Le faccende di appianarono e la conoscenza di tante lingue fece di me un elemento decisamente atto a fare il dirigente medico in una clinica per rifugiati a Epalinges, sopra Losanna, a 800 metri di altezza in un sanatorio magnifico. Rifugiati di 14 Paesi diversi e lingue diverse.
Ripresi il contatto con la cultura scientifica occidentale del quale ero privo da anni, fui uno dei primi a leggere delle scoperte degli antibiotici, delle moderne vedute nelle malattie del sangue e delle arterie. Anche nei sanatori si dibatteva di problemi sociali e si discuteva spesso del domani. Conobbi allora anche qualche vigevanese che si era rifugiato in Svizzera quando la Repubblica di Domodossola dovette cedere.
Ci eravamo già iscritti, mia moglie ed io, per tornare in Italia con le brigate garibaldine che clandestinamente si rifornivano in Svizzera degli elementi che più mancavano, tra cui medici e infermiere.
Ma il 25 aprile cambiò tutto. Il 26 aprile vidi già a Losanna il documentario con gli impiccati di Piazzale Loreto. Non aspettammo più lo scioglimento ufficiale dei campi. Eravamo entrati in Svizzera senza il permesso degli Italiani, ce ne tornavamo in Italia senza il permesso degli Svizzeri, con l’ultimo treno che passò il Sempione prima che gli alleati, arrivati a Domodossola, ne bloccassero il transito. Viaggiammo in treno, a piedi, con traghetto ed autostop, ma l’indomani eravamo a Vigevano dove tutta una città ci fece festa e ci portarono in trionfo sulle auto per la gioia del ritorno. Molti credevano che fossimo morti.

rudich con moglieRitrovammo gli amici, nuove leggi abrogarono le vecchie, ridivenni cittadino italiano, riacquistai il diritto alla professione, ripresi il mio lavoro, vidi ritornare la mia clientela. Dovetti ricominciare da zero. Avevo quarant’anni, avevo perso otto anni della mia vita, subito umiliazioni, privazioni, molestie. Non ho ricevuto (né chiesto) nessun indennizzo, né dallo Stato, né dai Tedeschi, né dai privati. Mi risollevai da solo. Non avevo né tetto né letto, ho rifatto tutto, come le formiche che rifanno il formicaio distrutto dopo aver messo in salvo i piccoli. Io avevo salvato i miei e questo mi bastava.

Ripresi a fare il medico, con nuova esperienza ed un diverso concetto di come vivere, pensare, capire. Non bastava lavorare e fare del bene. Bisognava aiutare a costruire un mondo nuovo, migliore (eterna utopia) che non ripeta più gli errori del passato. Sono ormai passati 19 anni dalla mia iscrizione al PSI e mi illudo di aver fatto qualcosa per la città che mi ha mandato per tre volte al consiglio Comunale, dove sono stato a turno consigliere, assessore, vice-sindaco (eletto con 37 voti su 40) e poi Sindaco. Per cinque anni fui consigliere dell’Ente Provinciale Colonie e per altri cinque Consigliere del Consorzio Provinciale Antitubercolare.

Il Partito Socialista mi volle onorare presentandomi una volta per il Consiglio Provinciale ed una volta per la Camera dei Deputati, cariche che toccarono ad altre persone appartenenti a partiti più “nutriti”, senza contare che avevano meriti maggiori. Ho assistito a diverse scissioni ma sono e resto nenniano, per un socialismo senza fanatismi, per un mondo libero senza polizie politiche, di nessun genere. Nato in Europa orientale, diventato Italiano e vigevanese, sono e resto un europeo libero e socialista.”

Istruzioni:
1. Trascriva dal testo di partenza il passo che va da "rudich con moglieRitrovammo" fino a "questo mi bastava." incluso.
2. Secondo il testo di partenza, da quanti Paesi provenivano i rifugiati della clinica di Epalinges?
Per questo lavoro non è necessario consultare i dati.

Dati:
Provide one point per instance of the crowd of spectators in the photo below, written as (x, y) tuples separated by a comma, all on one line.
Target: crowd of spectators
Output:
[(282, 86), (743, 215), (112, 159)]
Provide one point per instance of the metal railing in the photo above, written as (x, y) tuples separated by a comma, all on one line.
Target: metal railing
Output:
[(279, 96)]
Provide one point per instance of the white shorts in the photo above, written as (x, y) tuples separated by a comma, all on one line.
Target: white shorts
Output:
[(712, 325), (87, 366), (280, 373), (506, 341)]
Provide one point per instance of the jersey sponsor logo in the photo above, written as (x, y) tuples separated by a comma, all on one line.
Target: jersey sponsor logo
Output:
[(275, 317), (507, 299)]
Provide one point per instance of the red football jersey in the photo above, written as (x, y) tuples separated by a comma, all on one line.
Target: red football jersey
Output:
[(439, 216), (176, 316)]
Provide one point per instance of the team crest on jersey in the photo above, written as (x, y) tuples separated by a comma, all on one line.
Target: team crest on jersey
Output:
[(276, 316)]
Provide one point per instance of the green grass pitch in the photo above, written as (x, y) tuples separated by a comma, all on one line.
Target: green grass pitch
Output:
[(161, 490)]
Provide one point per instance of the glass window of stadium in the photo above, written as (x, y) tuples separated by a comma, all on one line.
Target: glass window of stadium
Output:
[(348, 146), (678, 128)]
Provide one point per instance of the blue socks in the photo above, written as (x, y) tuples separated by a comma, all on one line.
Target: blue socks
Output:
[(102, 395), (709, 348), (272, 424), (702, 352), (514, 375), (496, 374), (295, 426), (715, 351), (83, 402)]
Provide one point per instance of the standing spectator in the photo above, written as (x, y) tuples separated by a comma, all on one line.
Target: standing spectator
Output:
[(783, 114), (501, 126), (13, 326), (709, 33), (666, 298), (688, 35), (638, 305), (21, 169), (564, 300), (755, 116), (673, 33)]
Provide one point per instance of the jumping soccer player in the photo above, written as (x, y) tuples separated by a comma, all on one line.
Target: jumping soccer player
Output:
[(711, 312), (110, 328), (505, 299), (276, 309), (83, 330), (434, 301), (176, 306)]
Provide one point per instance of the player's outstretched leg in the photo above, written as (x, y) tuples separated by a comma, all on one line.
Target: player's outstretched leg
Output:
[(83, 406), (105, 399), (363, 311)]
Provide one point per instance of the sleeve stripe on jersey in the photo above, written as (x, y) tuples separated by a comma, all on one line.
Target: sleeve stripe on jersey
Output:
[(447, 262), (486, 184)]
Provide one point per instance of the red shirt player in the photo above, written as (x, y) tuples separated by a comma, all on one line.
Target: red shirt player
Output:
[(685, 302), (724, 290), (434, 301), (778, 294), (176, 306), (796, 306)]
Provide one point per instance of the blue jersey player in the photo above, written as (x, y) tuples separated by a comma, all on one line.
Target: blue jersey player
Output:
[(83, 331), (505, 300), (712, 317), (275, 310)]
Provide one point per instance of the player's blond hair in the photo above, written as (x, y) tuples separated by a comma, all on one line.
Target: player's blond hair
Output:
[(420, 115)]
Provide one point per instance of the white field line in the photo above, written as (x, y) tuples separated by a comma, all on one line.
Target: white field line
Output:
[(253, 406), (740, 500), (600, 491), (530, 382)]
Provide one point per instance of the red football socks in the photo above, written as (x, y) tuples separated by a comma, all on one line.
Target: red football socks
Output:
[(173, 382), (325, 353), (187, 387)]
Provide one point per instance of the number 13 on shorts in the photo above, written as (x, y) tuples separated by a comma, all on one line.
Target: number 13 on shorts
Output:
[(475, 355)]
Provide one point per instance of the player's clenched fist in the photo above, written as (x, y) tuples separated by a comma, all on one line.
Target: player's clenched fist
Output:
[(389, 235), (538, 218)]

Risultati dell'esercizio:
1.
rudich con moglieRitrovammo gli amici, nuove leggi abrogarono le vecchie, ridivenni cittadino italiano, riacquistai il diritto alla professione, ripresi il mio lavoro, vidi ritornare la mia clientela. Dovetti ricominciare da zero. Avevo quarant’anni, avevo perso otto anni della mia vita, subito umiliazioni, privazioni, molestie. Non ho ricevuto (né chiesto) nessun indennizzo, né dallo Stato, né dai Tedeschi, né dai privati. Mi risollevai da solo. Non avevo né tetto né letto, ho rifatto tutto, come le formiche che rifanno il formicaio distrutto dopo aver messo in salvo i piccoli. Io avevo salvato i miei e questo mi bastava.

2. Da 14 Paesi diversi.